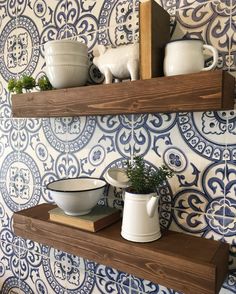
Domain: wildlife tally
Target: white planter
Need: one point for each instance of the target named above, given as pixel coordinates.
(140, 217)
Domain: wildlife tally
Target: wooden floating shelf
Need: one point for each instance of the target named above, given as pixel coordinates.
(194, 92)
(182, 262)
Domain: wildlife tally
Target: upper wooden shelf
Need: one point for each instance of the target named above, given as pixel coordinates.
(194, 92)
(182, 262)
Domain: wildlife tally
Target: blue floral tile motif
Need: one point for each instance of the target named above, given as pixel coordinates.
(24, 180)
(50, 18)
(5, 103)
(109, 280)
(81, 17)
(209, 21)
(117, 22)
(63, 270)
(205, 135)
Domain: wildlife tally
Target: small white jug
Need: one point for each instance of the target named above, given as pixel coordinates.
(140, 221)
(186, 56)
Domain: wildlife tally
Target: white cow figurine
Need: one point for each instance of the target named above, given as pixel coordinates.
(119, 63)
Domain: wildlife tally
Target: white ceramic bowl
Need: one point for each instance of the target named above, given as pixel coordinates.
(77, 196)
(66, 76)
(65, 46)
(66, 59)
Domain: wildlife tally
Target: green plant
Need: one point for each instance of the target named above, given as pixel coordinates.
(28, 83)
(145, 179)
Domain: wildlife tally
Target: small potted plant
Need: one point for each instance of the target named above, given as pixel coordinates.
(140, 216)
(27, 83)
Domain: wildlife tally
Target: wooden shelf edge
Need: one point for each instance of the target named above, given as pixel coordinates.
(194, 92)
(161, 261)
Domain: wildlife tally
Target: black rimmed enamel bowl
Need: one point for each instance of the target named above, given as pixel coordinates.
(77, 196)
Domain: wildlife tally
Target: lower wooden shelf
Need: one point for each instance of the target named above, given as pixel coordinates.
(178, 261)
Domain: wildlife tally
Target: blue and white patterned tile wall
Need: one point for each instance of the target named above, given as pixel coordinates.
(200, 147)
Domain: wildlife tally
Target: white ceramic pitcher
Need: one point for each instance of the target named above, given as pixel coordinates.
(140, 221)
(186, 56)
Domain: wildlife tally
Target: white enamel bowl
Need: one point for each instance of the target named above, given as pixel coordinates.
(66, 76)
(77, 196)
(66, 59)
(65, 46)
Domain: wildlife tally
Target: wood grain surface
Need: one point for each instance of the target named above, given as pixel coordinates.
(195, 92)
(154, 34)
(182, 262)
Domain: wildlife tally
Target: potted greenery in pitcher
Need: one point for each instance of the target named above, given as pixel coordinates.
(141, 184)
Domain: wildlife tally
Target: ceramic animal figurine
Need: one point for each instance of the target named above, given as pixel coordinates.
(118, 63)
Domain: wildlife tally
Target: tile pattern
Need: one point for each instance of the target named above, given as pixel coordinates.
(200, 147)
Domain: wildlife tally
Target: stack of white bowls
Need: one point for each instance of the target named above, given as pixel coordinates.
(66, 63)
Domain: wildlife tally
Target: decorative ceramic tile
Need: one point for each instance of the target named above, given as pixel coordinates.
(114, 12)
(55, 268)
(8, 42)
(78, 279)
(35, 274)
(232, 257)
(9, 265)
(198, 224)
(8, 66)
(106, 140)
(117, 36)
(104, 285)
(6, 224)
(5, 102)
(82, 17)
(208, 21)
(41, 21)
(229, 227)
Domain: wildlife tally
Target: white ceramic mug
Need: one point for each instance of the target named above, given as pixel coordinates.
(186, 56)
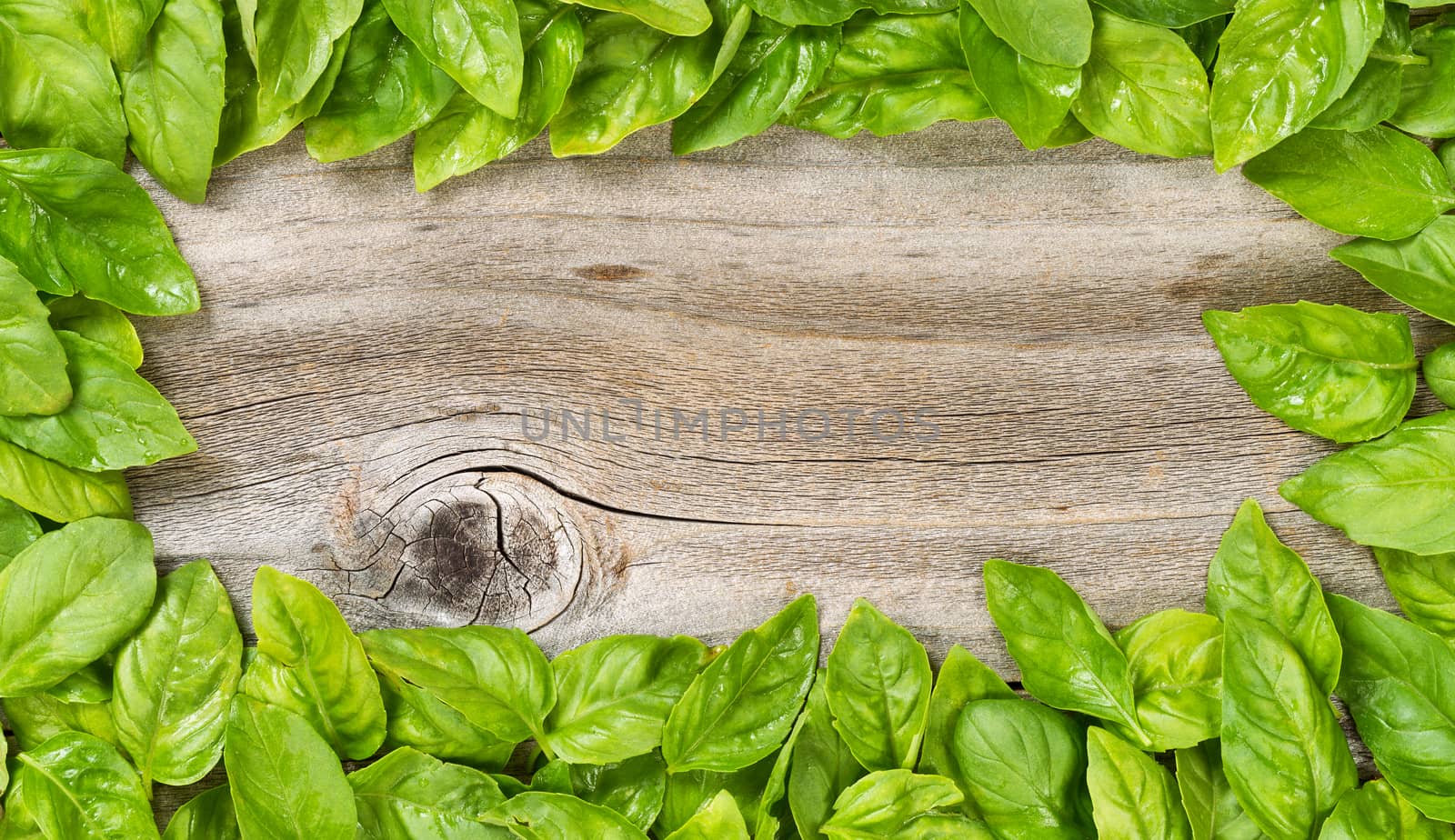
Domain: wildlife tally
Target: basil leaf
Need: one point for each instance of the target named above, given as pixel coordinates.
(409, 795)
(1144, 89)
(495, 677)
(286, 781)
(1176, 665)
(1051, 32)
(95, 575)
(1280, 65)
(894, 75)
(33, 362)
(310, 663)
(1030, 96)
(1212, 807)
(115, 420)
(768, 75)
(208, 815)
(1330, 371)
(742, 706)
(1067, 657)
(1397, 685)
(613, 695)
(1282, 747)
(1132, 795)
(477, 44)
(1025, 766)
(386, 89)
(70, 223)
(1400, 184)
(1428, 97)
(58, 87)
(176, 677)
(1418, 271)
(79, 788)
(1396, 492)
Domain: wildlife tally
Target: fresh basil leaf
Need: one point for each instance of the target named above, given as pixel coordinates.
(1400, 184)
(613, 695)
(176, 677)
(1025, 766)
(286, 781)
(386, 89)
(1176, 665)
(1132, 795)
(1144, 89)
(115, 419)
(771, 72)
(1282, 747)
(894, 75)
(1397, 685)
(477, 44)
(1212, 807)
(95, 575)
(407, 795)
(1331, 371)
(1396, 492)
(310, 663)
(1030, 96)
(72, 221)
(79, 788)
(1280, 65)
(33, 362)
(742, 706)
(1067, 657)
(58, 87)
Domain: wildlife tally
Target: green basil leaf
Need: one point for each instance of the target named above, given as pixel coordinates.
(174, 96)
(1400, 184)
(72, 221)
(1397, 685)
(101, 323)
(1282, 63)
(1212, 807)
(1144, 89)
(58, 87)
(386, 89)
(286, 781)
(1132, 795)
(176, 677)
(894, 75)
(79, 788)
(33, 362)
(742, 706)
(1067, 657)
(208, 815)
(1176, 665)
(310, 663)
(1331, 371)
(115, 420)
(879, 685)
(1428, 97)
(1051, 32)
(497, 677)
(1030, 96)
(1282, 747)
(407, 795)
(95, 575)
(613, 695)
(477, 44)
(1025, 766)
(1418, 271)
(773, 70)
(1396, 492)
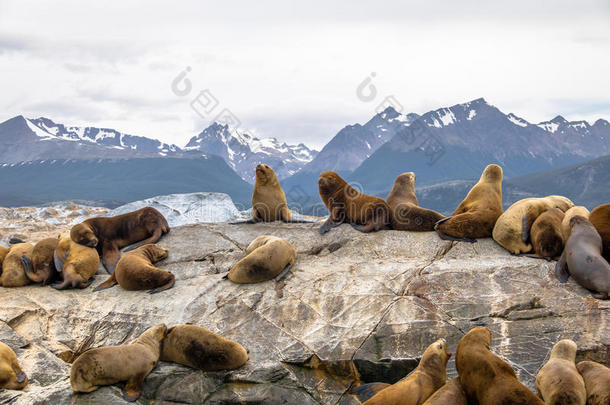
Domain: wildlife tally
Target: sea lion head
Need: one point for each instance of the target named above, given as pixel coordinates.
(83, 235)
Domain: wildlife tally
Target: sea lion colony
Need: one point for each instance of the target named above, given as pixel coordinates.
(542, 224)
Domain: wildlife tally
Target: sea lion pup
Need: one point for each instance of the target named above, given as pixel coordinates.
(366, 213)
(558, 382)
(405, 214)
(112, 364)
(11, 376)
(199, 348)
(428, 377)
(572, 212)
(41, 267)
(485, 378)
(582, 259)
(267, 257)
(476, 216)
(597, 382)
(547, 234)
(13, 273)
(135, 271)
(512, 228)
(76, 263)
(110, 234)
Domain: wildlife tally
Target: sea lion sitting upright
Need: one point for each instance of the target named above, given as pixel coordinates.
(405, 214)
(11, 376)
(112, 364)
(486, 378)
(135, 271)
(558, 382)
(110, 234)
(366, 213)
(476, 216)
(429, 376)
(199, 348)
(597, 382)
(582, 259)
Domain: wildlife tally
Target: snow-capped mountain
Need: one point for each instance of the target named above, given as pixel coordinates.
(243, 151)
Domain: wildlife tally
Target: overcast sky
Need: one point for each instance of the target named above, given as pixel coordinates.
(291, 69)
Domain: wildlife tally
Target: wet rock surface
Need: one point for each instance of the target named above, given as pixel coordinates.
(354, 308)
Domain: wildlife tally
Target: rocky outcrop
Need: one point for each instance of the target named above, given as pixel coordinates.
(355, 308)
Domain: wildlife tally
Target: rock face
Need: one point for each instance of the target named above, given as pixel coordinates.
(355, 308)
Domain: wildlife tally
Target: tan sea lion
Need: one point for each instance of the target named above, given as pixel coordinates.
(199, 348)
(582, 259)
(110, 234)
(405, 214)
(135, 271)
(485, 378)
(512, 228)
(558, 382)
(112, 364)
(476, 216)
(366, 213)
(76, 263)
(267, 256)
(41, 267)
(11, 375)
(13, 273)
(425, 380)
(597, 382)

# WORK TASK
For the material above, repeat each line exactly and leave out the pictures.

# OUTPUT BELOW
Domain: wildlife tally
Target: white planter
Need: one point for each instance of the target named above, given as pixel coordinates.
(140, 217)
Domain: wildlife tally
Target: wooden floating shelf
Need: one point for each instance of the target named above, given as pixel coordinates.
(194, 92)
(182, 262)
Domain: wildlife tally
Target: upper wooden shelf
Need: one point for each instance of the target named above, given as pixel coordinates.
(194, 92)
(182, 262)
Domain: wildlife tally
Target: blue floral tile motif
Need: one point for each instance of the target named above, given as pixel coordinates.
(24, 180)
(50, 18)
(5, 103)
(109, 280)
(81, 17)
(209, 21)
(117, 22)
(63, 270)
(205, 135)
Domain: wildlife tally
Target: small white jug
Need: one point for each instance of the target named above, given as pixel coordinates.
(140, 221)
(186, 56)
Domain: wildlife tally
Target: white cow figurine
Need: one point for each instance of the target named above, given as pixel coordinates.
(119, 63)
Domain: wildlife tally
Target: white ceramic bowl
Need: one point for each instance of the target named above, given as pixel coordinates.
(77, 196)
(66, 76)
(65, 46)
(66, 59)
Domain: wildlife tally
Target: green plant
Need: one point for each instance of the target named above, given as pixel coordinates.
(28, 83)
(145, 179)
Domain: wildlife tally
Target: small potted plant
Need: one point for each instance of the target named above, given as pixel coordinates.
(140, 216)
(27, 83)
Domain: wildlife tally
Target: wooden shelf edge
Need: one point for each instance of the target named above, given as pixel coordinates.
(194, 92)
(161, 261)
Domain: wildlife tally
Target: black rimmed enamel bowl
Need: one point for each instance of the target named above, given as pixel coordinates.
(77, 196)
Domain: wildlife tally
Target: lower wooden shelf
Need: one point for each instance of the target named above, given as pixel coordinates.
(178, 261)
Domain: wildlife tally
Target: blue and white patterned tile wall
Need: one point for each instance of the target named above, given as pixel coordinates.
(200, 147)
Domain: wildlife tally
Target: white ceramic pitcher
Need: one point for each instance of the target named above, given as pixel coordinates.
(140, 221)
(186, 56)
Domain: wildlife tally
Target: white enamel bowl
Need: one point for each instance of the target named above, given as pixel coordinates.
(66, 76)
(77, 196)
(66, 59)
(65, 46)
Domain: wildlife tally
Target: wood grain surface
Need: one point for each instance of the target named above, given as pixel coordinates.
(195, 92)
(154, 34)
(182, 262)
Domain: wildlife tally
Target: potted greenery in pitcher
Need: one point for each instance of the target named above, given as pixel coordinates.
(141, 184)
Domain: wildlife tally
Target: ceramic animal figurine
Need: one point for each instance of the target named above, given as pixel coordinates.
(118, 63)
Domain: wildlife tally
Target: tile pattern
Need: one point for each instance of the target named above, given as pixel coordinates.
(200, 147)
Domain: wildlife tally
Target: stack of white bowls
Need: one point for each instance of the target named above, given as pixel coordinates.
(66, 63)
Domain: wildlife tally
Target: decorative ceramic tile
Need: one point for each instance of the target named above, given as pixel coordinates.
(114, 12)
(55, 268)
(8, 42)
(78, 279)
(35, 274)
(232, 257)
(9, 265)
(198, 224)
(8, 66)
(106, 140)
(117, 36)
(104, 285)
(6, 224)
(5, 102)
(82, 17)
(208, 21)
(41, 21)
(229, 227)
Domain: wildlife tally
Target: white ceramic mug
Need: one point for each instance of the target named above, given as pixel coordinates.
(186, 56)
Domain: wildlife tally
Target: basil leaf
Need: one point for each instance of the target named above, given as pixel coordinates.
(409, 795)
(1144, 89)
(495, 677)
(286, 781)
(1176, 665)
(1051, 32)
(95, 575)
(1280, 65)
(894, 75)
(33, 362)
(310, 663)
(1030, 96)
(1212, 807)
(115, 420)
(768, 75)
(208, 815)
(1330, 371)
(742, 706)
(1067, 657)
(1397, 685)
(613, 695)
(1282, 747)
(1132, 795)
(477, 44)
(1025, 766)
(386, 89)
(70, 223)
(1400, 184)
(1428, 97)
(58, 87)
(176, 677)
(1418, 271)
(79, 788)
(1396, 492)
Domain: wildlife tally
Target: fresh basil leaf
Need: one point for each instance of the target named above, given as pixel coordinates.
(1400, 184)
(613, 695)
(176, 677)
(1025, 766)
(286, 781)
(386, 89)
(1176, 665)
(1132, 795)
(1144, 89)
(115, 419)
(771, 72)
(1282, 747)
(894, 75)
(1397, 685)
(477, 44)
(1212, 807)
(95, 575)
(407, 795)
(1331, 371)
(1396, 492)
(310, 663)
(1030, 96)
(72, 221)
(79, 788)
(1280, 65)
(33, 362)
(742, 706)
(1067, 657)
(58, 87)
Domain: wildlife tally
Target: green basil leaf
Need: one point for each instance of the target named above, given as pixel coordinates.
(174, 96)
(1400, 184)
(72, 221)
(1397, 685)
(101, 323)
(1282, 63)
(1212, 807)
(1144, 89)
(58, 87)
(386, 89)
(286, 781)
(1132, 795)
(176, 677)
(894, 75)
(79, 788)
(33, 362)
(742, 706)
(1067, 657)
(208, 815)
(1176, 665)
(310, 663)
(1331, 371)
(115, 420)
(879, 685)
(1428, 97)
(1051, 32)
(497, 677)
(1030, 96)
(1282, 747)
(407, 795)
(95, 575)
(613, 695)
(477, 44)
(1025, 766)
(1418, 271)
(773, 70)
(1396, 492)
Domain: wildlife tally
Target: sea lion head
Need: one point for each instance of the target named above, given as pixel coordinates.
(83, 235)
Domain: wildlife tally
Target: sea lion colony
Need: one point for each instance of the target named above, given as pixel coordinates.
(542, 224)
Domain: wildlife tally
Target: sea lion pup
Need: one point for each instance of the target named above, given as pixel coordinates.
(366, 213)
(558, 382)
(405, 214)
(112, 364)
(11, 376)
(199, 348)
(428, 377)
(572, 212)
(41, 267)
(485, 378)
(582, 259)
(267, 257)
(476, 216)
(597, 382)
(547, 234)
(13, 273)
(135, 271)
(512, 228)
(76, 263)
(110, 234)
Domain: wildlife tally
Target: sea lion sitting upright
Need: one point for each instance of the target named above, given as pixel coordinates.
(405, 214)
(11, 376)
(112, 364)
(486, 378)
(135, 271)
(558, 382)
(110, 234)
(366, 213)
(476, 216)
(429, 376)
(199, 348)
(597, 382)
(582, 259)
Domain: wildlife tally
Target: snow-capped mountain
Need: one point for each instance of the target named above, given as pixel coordinates.
(243, 151)
Domain: wildlife tally
Target: overcast sky
Need: one point for each instance of the target named above, given as pixel coordinates.
(291, 69)
Domain: wildlife tally
Target: wet rock surface
Need: one point for each instance of the target named above, given as pixel coordinates.
(354, 308)
Domain: wildlife tally
Target: rocky outcrop
Need: one point for each instance of the target named above, given as pixel coordinates.
(355, 308)
Domain: wildlife tally
Target: rock face
Need: one point for each instance of the target named above, given as pixel coordinates.
(355, 308)
Domain: wildlife tally
Target: tan sea lion
Need: one point for each instance of the target named above, given as pixel coordinates.
(199, 348)
(582, 259)
(110, 234)
(405, 214)
(135, 271)
(485, 378)
(512, 228)
(558, 382)
(112, 364)
(476, 216)
(366, 213)
(76, 263)
(267, 256)
(41, 267)
(11, 375)
(13, 273)
(425, 380)
(597, 382)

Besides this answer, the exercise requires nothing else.